[Problems]:
- A) Reproduce the migration case excerpt below in full, word for word.
- B) Locate every line of the entries below that contains the string "grass", and copy each such line.

[Supplied text]:
::::::::::
6. In short, it was alleged that the Department had photographic evidence that the applicant had entered a marital relationship in 1994 or 1995 with the man she had in 1999 sought to sponsor to migrate to Australia on the basis of a 1999 marriage, and that the obvious inference was that her short 1996 marriage to Qian Zhang was contrived to obtain Australian residence. Given the seriousness of the allegation, a weighty case for the discretion to cancel would obviously have arisen if it were accepted by a decision-maker.

7. The applicant engaged a migration agent, who obtained an extension of time so as to obtain a copy of her 1996 application under the Freedom of Information Act 1982 (Cth). The applicant then, on

22 January 2003, responded:

I knew Mr Rong Hua in 1994 and later became close friends but not de facto partners, which means we dated, visited each other's home but never lived together. China was still a bit traditional at that time and very few people lived together before marriage. Rong Hua and I never had any relationship during this period of time.

We were no longer close friends in 1995.

I knew Mr Quan Zhang in early 1996. Two months later we got married and lodged my permanent resident visa application in Shanghai. I was granted a visa in May 1996 and arrived in Australia in July 1996. We were separated in the end of 1996. We applied for divorce in 1998 and got the divorce certificate on 04/05/1998

Mr Hua and I started contacts in December 1997 when I went back to China for a holiday. We kept contacts and it was until 15/01/1999 that we got married and lodged the visa application for him. The application was refused on 23/02/2000. Hua was not happy and our relationship was broken. I lodged a divorce application in October 2002 and I am still waiting for the outcome of this application. ...

8. She was then sent on 3 February 2003 a letter with an enclosed photograph and calendars, which said:

In the interests of natural justice, you are provided with an opportunity to provide comments against the following statements:

* That in a wedding photo lodged with the Department allegedly taken during your marriage to Mr Rong Hua on

15 January 1999 (see attached photocopy), a calendar in the background shows the month of February with the first calendar day being on a Wednesday. As determined in the attached documents, a February calendar month with its first day falling on a Wednesday would most likely have been in 1995.
::::::::::
[Object position labeling entries]
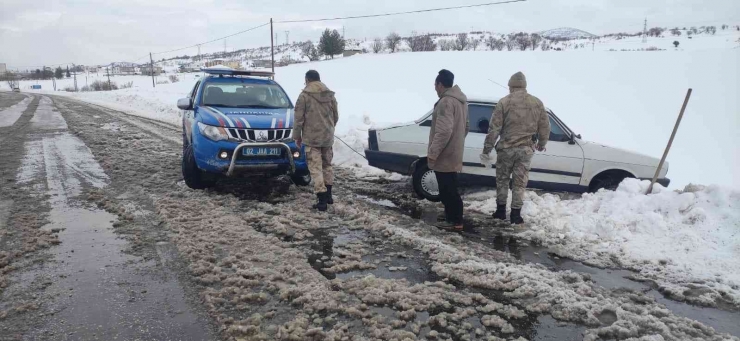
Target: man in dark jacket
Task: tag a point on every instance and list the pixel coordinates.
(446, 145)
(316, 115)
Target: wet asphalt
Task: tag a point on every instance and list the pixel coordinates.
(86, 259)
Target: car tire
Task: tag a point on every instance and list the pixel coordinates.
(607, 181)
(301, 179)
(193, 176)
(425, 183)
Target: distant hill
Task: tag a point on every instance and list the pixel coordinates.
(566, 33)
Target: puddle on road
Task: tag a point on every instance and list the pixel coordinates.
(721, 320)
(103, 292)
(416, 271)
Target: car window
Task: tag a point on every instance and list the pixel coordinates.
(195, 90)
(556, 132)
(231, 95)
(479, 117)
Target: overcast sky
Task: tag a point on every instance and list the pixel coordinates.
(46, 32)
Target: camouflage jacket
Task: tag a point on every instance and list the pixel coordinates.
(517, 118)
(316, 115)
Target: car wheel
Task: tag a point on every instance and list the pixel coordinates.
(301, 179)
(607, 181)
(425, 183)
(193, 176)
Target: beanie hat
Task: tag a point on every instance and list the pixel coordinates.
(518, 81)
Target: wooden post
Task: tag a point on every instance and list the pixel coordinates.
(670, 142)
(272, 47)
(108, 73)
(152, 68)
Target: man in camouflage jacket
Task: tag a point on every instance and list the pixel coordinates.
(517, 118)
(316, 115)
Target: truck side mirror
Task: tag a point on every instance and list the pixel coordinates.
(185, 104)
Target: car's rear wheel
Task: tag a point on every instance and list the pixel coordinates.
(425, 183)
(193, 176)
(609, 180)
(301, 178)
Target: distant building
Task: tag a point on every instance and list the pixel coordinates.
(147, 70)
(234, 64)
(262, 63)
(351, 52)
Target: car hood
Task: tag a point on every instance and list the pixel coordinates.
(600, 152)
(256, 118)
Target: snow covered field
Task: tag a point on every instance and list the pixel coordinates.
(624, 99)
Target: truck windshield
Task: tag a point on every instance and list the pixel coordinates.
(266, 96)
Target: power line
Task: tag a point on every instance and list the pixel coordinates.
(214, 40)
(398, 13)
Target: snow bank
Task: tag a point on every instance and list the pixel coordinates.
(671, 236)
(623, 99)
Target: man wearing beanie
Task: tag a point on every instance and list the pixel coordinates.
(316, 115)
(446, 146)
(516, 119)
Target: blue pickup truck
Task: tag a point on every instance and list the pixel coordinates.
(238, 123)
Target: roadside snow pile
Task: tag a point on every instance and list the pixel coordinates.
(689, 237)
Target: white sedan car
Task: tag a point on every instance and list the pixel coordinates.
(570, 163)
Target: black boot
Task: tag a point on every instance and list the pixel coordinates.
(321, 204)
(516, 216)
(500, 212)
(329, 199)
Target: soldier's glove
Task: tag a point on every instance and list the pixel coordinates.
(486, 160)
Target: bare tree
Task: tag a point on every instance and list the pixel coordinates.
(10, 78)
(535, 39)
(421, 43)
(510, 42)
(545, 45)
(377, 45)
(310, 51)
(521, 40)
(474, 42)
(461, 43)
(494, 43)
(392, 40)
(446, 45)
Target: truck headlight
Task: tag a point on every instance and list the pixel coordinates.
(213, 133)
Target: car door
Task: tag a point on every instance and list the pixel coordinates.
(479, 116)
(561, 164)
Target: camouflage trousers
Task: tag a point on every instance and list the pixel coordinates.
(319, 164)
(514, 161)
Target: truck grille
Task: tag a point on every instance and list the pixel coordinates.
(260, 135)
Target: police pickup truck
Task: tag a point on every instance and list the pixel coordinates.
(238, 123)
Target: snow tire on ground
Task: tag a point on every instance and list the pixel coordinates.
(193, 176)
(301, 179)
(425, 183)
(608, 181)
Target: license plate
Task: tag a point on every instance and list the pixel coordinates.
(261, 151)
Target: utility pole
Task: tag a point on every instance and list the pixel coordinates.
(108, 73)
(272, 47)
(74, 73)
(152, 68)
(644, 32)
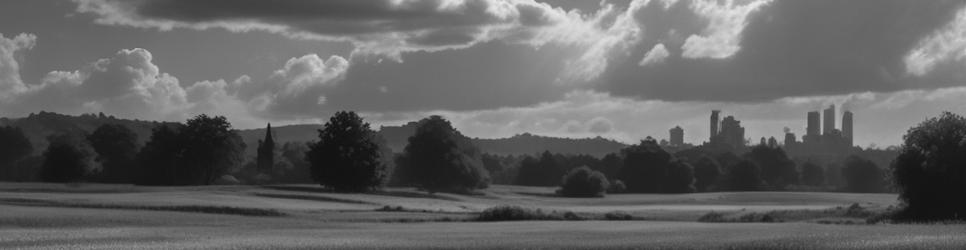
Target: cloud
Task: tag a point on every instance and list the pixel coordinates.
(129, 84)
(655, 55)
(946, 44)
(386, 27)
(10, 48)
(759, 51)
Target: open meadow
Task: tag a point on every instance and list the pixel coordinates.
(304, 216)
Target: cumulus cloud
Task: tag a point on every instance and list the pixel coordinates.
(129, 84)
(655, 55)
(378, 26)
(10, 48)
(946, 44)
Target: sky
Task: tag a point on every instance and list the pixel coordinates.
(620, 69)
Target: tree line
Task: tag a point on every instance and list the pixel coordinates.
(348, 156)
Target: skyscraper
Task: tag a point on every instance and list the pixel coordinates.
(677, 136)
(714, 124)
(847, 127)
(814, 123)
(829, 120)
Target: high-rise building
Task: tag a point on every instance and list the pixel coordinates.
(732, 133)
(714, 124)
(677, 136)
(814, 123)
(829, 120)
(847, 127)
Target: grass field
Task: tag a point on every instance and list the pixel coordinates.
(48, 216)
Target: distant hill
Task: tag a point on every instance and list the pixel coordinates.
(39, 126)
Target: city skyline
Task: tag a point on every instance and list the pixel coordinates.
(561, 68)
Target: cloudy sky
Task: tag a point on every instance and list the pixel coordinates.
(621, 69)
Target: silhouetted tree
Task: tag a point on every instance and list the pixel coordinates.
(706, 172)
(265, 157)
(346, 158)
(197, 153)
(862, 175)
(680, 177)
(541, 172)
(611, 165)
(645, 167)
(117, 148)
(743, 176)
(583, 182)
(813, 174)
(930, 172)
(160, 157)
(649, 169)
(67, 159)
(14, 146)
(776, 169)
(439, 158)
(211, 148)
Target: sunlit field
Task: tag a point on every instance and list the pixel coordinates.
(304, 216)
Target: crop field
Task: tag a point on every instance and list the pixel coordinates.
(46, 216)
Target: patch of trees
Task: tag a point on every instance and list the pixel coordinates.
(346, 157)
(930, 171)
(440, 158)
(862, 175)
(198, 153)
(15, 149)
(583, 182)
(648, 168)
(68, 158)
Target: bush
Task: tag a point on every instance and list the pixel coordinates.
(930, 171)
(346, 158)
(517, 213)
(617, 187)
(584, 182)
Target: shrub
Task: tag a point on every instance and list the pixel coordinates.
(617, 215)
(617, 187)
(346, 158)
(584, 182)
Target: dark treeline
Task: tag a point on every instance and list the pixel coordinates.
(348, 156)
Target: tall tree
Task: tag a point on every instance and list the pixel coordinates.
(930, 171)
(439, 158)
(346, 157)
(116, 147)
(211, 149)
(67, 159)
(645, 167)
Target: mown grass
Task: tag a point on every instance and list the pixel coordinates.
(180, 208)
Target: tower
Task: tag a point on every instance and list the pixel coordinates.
::::::::::
[Task-by-task outputs]:
- A)
6. In short, it was alleged that the Department had photographic evidence that the applicant had entered a marital relationship in 1994 or 1995 with the man she had in 1999 sought to sponsor to migrate to Australia on the basis of a 1999 marriage, and that the obvious inference was that her short 1996 marriage to Qian Zhang was contrived to obtain Australian residence. Given the seriousness of the allegation, a weighty case for the discretion to cancel would obviously have arisen if it were accepted by a decision-maker.

7. The applicant engaged a migration agent, who obtained an extension of time so as to obtain a copy of her 1996 application under the Freedom of Information Act 1982 (Cth). The applicant then, on

22 January 2003, responded:

I knew Mr Rong Hua in 1994 and later became close friends but not de facto partners, which means we dated, visited each other's home but never lived together. China was still a bit traditional at that time and very few people lived together before marriage. Rong Hua and I never had any relationship during this period of time.

We were no longer close friends in 1995.

I knew Mr Quan Zhang in early 1996. Two months later we got married and lodged my permanent resident visa application in Shanghai. I was granted a visa in May 1996 and arrived in Australia in July 1996. We were separated in the end of 1996. We applied for divorce in 1998 and got the divorce certificate on 04/05/1998

Mr Hua and I started contacts in December 1997 when I went back to China for a holiday. We kept contacts and it was until 15/01/1999 that we got married and lodged the visa application for him. The application was refused on 23/02/2000. Hua was not happy and our relationship was broken. I lodged a divorce application in October 2002 and I am still waiting for the outcome of this application. ...

8. She was then sent on 3 February 2003 a letter with an enclosed photograph and calendars, which said:

In the interests of natural justice, you are provided with an opportunity to provide comments against the following statements:

* That in a wedding photo lodged with the Department allegedly taken during your marriage to Mr Rong Hua on

15 January 1999 (see attached photocopy), a calendar in the background shows the month of February with the first calendar day being on a Wednesday. As determined in the attached documents, a February calendar month with its first day falling on a Wednesday would most likely have been in 1995.

- B)
Target: grass field
Target: mown grass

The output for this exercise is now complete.